▸ **Exercise**: List every line in the records below that contains the word "smartphone", matching case exactly.

(Dataset rows showing where objects appear)
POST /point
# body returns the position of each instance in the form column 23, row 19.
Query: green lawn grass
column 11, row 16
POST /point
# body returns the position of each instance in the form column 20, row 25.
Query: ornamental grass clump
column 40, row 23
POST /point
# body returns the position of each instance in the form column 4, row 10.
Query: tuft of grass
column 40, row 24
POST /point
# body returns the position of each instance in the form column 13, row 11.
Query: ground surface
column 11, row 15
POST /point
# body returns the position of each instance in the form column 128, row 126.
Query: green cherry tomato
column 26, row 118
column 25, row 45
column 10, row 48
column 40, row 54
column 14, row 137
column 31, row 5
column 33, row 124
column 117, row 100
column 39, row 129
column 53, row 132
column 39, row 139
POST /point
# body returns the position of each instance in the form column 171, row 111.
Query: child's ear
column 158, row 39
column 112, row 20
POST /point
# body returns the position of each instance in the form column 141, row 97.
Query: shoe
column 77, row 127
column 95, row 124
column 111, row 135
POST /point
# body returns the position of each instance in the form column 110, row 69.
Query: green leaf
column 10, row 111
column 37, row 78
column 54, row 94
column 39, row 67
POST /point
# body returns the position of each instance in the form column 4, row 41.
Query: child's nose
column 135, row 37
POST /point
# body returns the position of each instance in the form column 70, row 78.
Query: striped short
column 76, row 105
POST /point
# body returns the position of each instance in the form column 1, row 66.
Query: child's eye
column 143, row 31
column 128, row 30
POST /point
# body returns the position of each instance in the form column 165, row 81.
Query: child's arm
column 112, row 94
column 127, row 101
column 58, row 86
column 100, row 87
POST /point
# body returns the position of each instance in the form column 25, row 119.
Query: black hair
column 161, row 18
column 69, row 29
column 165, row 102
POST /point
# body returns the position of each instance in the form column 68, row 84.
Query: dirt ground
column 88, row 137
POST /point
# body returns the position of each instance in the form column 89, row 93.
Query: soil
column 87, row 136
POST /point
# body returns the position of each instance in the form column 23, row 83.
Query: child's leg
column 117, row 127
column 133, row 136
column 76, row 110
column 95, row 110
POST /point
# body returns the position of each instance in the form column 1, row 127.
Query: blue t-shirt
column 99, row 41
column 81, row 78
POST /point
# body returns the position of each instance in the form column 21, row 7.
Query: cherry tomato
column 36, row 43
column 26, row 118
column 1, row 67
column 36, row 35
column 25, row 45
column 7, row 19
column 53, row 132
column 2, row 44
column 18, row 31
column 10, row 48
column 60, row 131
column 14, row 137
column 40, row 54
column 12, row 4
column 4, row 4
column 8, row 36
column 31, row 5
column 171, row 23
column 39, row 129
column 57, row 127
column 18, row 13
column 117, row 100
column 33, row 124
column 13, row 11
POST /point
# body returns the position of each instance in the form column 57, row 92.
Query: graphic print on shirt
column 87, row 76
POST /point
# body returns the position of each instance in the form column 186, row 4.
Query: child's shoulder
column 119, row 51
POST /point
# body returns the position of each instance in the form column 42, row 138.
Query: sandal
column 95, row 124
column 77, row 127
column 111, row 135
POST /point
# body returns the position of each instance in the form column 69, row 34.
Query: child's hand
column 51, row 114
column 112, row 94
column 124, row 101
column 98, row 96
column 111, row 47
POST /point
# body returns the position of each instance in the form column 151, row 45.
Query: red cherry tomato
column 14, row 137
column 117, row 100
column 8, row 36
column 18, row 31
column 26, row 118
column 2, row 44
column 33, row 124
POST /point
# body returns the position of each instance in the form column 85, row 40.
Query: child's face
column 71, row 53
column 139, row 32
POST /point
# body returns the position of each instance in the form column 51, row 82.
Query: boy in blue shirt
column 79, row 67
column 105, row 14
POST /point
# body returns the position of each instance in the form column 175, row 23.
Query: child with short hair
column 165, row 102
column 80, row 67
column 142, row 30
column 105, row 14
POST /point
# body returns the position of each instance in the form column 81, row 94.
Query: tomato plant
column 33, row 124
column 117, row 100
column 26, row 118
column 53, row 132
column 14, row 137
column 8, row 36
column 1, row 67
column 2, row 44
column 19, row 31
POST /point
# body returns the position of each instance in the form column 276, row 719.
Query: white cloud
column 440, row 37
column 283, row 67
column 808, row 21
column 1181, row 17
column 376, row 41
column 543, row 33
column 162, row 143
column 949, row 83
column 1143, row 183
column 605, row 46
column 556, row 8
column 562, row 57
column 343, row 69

==

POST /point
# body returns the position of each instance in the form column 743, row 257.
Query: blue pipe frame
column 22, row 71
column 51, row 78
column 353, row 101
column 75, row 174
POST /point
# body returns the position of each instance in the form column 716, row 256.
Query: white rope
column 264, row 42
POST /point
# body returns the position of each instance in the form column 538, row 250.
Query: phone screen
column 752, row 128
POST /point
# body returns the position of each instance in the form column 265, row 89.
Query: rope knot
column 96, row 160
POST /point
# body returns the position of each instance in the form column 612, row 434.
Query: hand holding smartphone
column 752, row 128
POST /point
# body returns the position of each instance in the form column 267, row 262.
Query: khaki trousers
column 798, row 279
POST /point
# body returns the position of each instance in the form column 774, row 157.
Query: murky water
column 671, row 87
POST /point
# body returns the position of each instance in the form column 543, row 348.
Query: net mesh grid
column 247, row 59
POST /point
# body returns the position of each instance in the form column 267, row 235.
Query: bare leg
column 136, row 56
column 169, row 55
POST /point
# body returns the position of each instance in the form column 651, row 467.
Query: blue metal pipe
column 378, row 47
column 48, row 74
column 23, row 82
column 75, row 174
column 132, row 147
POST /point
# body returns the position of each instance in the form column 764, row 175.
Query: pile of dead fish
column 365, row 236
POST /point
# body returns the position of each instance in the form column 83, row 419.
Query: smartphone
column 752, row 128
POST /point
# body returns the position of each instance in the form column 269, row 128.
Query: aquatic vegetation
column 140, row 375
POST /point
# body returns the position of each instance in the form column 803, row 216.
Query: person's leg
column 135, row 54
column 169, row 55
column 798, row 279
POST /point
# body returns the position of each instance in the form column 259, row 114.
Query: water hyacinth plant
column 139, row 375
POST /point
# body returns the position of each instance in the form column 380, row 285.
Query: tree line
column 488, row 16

▸ **Result**:
Query: hand holding smartphone
Query: smartphone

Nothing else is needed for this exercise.